_Task to carry out_: Continue the blog post about the lack of guns in kung fu and action movies, picking up after its last sentence.

_Provided passage_:
───

Saturday, December 30, 2023

No Guns, No Cellphones, No Empirical Evidence

Did you ever see a kung fu made in the 70’s or 80’s?  Boy do I miss those.  Since a lot of them were made by the same people and the same actors were used over and over, the plots - or rather lack thereof - were recycled.  You could count on a lot of swords, knives and other sharp pieces of metal.  Because although guns existed in the eras the films were set in, they needed a reason for a bunch or army guys with guns not showing up.  Going Indiana Jones shooty in the first 5 minutes of the movie avoids the climactic fight with the final boss.  Eventually we get Bruce Lee entering his dragon into a tournament, where the bad guy drug dealer has a “no guns allowed on my island” rule.  Which of course nobody disobeys because - plot armor.  Then 1980’s and 1990’s Hong Kong action movies and the John Wick gun fu style movies of today have guns, there’s just a plot armor excuse to not use them and/or plot body armor, super reflexes to make them less effective than kicking someone in the face.  Excuses, excuses, excuses.  But a lot of fun if you like the file yes in sound effect of what’s supposed to be a foot hitting a face and necks being snapped just before that Uzi unloads on you.

───

_Data for analysis_:
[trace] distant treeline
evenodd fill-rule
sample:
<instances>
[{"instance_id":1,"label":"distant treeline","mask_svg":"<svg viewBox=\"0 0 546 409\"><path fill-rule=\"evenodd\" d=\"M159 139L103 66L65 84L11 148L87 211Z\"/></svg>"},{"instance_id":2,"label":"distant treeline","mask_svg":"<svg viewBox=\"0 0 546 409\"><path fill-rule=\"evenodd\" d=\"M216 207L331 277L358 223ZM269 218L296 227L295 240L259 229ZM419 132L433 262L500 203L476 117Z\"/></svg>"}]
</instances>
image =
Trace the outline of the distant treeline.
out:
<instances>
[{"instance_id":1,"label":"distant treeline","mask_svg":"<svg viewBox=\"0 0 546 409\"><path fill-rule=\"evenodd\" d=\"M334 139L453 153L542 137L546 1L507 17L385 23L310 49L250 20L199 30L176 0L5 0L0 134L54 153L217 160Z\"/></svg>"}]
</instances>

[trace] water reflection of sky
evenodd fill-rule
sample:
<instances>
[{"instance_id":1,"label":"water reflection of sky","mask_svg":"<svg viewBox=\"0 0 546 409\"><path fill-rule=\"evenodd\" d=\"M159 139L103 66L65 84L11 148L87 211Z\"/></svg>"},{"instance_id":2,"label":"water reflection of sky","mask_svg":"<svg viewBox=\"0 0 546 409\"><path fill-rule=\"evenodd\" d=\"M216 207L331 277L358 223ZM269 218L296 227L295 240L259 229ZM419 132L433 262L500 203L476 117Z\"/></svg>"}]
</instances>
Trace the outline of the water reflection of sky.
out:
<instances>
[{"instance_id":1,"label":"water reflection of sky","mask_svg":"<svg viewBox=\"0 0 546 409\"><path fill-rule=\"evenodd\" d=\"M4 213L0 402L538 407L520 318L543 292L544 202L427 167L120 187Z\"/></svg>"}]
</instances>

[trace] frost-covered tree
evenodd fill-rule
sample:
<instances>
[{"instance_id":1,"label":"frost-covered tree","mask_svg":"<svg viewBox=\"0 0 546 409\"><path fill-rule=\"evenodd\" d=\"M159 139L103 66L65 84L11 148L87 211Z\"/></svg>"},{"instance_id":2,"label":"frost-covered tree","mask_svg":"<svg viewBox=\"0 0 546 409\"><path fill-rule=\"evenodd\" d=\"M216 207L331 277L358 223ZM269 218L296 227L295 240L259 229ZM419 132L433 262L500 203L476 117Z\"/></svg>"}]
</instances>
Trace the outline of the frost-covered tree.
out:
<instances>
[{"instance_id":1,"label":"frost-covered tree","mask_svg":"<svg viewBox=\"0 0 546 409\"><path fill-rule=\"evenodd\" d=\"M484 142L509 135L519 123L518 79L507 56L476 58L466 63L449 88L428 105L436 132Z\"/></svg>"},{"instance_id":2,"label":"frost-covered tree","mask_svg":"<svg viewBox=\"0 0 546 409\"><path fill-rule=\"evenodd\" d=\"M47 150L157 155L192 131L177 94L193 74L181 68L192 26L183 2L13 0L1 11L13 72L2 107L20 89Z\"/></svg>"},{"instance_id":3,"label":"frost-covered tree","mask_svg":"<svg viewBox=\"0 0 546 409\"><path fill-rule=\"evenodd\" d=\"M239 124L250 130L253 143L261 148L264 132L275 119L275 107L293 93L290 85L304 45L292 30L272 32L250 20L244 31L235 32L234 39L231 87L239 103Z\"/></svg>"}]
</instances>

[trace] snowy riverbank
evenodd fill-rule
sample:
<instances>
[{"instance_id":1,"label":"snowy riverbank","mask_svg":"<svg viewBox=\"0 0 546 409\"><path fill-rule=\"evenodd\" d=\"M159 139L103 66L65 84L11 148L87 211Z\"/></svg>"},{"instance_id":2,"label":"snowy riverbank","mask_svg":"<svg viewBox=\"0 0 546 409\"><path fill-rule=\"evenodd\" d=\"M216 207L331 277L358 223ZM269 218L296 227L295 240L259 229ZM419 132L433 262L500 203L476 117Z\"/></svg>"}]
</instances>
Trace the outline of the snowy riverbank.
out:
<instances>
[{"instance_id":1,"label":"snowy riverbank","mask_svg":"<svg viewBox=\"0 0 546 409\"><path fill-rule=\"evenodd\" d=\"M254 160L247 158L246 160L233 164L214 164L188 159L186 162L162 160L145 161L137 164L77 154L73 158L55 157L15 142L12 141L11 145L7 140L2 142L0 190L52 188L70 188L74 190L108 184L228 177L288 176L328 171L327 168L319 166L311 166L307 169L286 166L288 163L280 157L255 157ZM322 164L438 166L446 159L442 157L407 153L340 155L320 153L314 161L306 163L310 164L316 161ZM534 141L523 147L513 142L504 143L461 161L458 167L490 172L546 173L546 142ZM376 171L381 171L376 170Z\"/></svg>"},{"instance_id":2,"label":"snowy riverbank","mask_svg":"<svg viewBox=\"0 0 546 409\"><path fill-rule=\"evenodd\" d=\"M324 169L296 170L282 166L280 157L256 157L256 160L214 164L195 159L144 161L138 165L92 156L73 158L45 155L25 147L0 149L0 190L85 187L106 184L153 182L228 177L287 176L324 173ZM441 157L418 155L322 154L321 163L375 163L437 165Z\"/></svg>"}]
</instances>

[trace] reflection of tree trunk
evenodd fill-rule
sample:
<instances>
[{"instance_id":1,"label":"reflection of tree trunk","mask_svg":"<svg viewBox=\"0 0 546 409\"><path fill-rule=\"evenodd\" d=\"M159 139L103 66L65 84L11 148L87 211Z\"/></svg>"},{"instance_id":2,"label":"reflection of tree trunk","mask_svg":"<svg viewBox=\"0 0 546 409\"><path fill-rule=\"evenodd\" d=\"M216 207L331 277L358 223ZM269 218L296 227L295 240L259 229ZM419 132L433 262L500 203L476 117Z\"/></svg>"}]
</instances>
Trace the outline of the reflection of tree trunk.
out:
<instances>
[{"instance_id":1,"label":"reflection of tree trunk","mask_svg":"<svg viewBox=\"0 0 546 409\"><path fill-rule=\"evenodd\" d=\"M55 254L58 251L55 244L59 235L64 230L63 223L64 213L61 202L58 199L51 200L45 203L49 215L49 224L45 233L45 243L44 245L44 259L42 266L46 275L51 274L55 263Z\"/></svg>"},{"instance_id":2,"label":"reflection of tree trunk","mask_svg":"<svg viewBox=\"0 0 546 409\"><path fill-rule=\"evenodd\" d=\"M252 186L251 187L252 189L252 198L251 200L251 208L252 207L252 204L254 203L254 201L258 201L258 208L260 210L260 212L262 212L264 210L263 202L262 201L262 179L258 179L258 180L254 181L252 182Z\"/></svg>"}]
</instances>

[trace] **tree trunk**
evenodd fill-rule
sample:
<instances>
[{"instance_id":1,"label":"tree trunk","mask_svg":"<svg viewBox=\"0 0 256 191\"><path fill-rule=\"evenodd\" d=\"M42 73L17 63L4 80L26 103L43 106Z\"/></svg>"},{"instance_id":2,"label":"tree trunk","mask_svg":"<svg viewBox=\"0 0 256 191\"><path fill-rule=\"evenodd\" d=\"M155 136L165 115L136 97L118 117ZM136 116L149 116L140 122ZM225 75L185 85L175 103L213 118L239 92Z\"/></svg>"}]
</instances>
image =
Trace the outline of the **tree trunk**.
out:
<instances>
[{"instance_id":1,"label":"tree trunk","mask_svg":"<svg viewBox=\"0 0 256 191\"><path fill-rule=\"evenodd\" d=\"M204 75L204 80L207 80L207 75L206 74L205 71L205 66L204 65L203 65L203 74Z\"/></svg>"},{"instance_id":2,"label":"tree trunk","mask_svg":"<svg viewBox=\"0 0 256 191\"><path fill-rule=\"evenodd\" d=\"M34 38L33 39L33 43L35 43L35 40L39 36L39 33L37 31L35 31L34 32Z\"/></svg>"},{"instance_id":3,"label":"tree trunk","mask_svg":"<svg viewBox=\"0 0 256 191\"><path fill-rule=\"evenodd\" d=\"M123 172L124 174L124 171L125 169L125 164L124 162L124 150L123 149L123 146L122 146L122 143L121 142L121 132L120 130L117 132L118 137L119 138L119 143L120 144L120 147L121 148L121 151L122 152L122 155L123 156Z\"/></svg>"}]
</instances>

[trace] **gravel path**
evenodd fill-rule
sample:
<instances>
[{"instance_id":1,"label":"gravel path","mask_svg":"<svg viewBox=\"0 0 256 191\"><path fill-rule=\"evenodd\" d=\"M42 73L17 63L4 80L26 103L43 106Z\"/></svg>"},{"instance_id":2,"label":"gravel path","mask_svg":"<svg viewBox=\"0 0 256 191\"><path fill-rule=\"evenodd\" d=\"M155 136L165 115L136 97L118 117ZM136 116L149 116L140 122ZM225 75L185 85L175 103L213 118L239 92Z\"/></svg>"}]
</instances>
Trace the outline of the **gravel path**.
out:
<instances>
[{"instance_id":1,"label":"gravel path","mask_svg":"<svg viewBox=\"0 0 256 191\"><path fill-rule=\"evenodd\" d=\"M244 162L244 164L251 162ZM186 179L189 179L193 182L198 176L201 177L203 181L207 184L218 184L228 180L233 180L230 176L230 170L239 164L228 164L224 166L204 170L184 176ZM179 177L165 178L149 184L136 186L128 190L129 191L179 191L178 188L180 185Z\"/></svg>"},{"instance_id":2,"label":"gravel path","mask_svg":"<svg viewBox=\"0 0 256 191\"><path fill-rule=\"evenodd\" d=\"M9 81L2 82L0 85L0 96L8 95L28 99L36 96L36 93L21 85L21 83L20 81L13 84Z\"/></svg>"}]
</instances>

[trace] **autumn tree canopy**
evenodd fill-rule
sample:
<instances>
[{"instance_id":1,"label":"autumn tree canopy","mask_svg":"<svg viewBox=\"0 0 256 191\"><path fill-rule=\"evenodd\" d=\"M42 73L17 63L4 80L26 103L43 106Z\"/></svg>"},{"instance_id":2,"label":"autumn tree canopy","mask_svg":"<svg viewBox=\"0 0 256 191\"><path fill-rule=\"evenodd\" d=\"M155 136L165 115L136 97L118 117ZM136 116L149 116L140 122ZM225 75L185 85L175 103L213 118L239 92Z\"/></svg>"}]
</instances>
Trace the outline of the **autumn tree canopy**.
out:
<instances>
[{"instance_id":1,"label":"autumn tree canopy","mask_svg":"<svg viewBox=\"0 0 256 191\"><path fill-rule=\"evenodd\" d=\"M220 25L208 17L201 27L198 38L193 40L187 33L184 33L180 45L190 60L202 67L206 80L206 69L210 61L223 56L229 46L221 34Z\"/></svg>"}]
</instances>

───

_Answer for this exercise_:
Horror films, especially the slasher genre suffered the same fate with combatting advanced technology.  You’ve just arrived at the cabin and there’s a demon, redneck zombie cannibal or lunatic asylum escape killing sexy teens.  Oh, my cell phone doesn’t have a signal!  Of course it doesn’t.  There was a period of time you’d rent a new release and you could count on that.  Then they had to get more creative to not be too repetitive.

And pity the poor conspiracy grifter.  Now even the most brain dead people have a cell phone.  Taking photos of airplane contrails gets boring.  Although I have seen a YouTube channel that for years posts an average of more than one a day - they are still active.  And the old days were a completely fictitious account of a saucer landing and grey skinned aliens stepped out?  Where’s your cellphone pictures showing the flashing lights and ray guns and the saucer itself?

Your typical gematria user doesn’t care too much about actual evidence.  There’s lots of unverifiable anecdotes about rapture dreams, god speaking to me, personal accounts of gematria synchronicity, and cases of an abusive hate filled personality chiming in about how they helped a homeless person (without a smartphone?) to claim they have matching gematria of the good stuff while ignoring the easily conjured antonyms for the same numbers.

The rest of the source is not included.